**Petición escrita:**
Cita del pasaje sobre la reforma de la educación superior todo lo que va desde "El debate filosófico" hasta "de primer semestre.", sin cambiar nada.

**Pasaje citado:**
┄┄┄┄┄┄

El debate sobre el futuro de la educación superior ha trascendido lo propuesto por el gobierno en el proyecto de reforma a Ley 30 de 1992, un proyecto, en mi opinión, más irrelevante que perjudicial. Con frecuencia, el debate ha sido planteado en un plano filosófico. “La reforma está dirigida a reestructurar el mercado laboral en función de la inserción acrítica y subordinada en la economía global. Los cambios en el proceso productivo…exigen…la formación de operadores competentes para hacer funcionar la nueva máquina social y productiva del capital en el país”, escribió recientemente un profesor de derecho de la Universidad Nacional. “Sólo quieren formar proletarios para el mercado laboral”, han dicho varios críticos del proyecto con particular vehemencia.

El debate filosófico es interesante, pero no es nuevo. Todo lo contrario: es un debate antiguo, casi eterno. Las opiniones citadas son variaciones sobre un mismo tema, sobre la teoría de la alienación de Marx, sobre la idea, tantas veces repetida, según la cual la división del trabajo atenta contra la esencia del individuo. Todos las reformas educativas que se han propuesto en este país, sin excepción alguna, han sido acusadas de lo mismo: de educar trabajadores obedientes, no individuos pensantes, de formar técnicos competentes pero ignorantes de las consecuencias morales o sociales de sus actos; en un frase, de ahondar una de las facetas más antipáticas del sistema: la alienación del ser humano. Puro marxismo de primer semestre.

┄┄┄┄┄┄

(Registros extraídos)
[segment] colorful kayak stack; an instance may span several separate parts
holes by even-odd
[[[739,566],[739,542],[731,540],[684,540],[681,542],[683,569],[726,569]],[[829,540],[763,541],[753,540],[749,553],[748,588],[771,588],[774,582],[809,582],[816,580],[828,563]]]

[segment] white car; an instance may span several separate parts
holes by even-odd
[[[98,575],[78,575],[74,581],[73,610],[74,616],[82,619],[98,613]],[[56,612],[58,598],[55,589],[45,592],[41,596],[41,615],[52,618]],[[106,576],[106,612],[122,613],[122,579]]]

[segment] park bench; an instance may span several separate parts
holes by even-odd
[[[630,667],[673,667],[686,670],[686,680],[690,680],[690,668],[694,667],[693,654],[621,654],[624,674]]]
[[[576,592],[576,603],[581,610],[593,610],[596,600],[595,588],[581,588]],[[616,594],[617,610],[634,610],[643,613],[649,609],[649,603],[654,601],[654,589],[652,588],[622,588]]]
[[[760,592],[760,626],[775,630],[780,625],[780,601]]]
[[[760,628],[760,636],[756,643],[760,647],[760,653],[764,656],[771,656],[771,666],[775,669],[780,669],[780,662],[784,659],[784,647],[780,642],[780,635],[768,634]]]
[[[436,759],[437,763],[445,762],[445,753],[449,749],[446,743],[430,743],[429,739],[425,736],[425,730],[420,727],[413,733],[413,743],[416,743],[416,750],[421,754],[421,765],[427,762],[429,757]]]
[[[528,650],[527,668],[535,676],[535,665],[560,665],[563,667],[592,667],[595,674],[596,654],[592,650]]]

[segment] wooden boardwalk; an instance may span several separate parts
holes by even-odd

┄┄┄┄┄┄

**Respuesta escrita:**
El debate filosófico es interesante, pero no es nuevo. Todo lo contrario: es un debate antiguo, casi eterno. Las opiniones citadas son variaciones sobre un mismo tema, sobre la teoría de la alienación de Marx, sobre la idea, tantas veces repetida, según la cual la división del trabajo atenta contra la esencia del individuo. Todos las reformas educativas que se han propuesto en este país, sin excepción alguna, han sido acusadas de lo mismo: de educar trabajadores obedientes, no individuos pensantes, de formar técnicos competentes pero ignorantes de las consecuencias morales o sociales de sus actos; en un frase, de ahondar una de las facetas más antipáticas del sistema: la alienación del ser humano. Puro marxismo de primer semestre.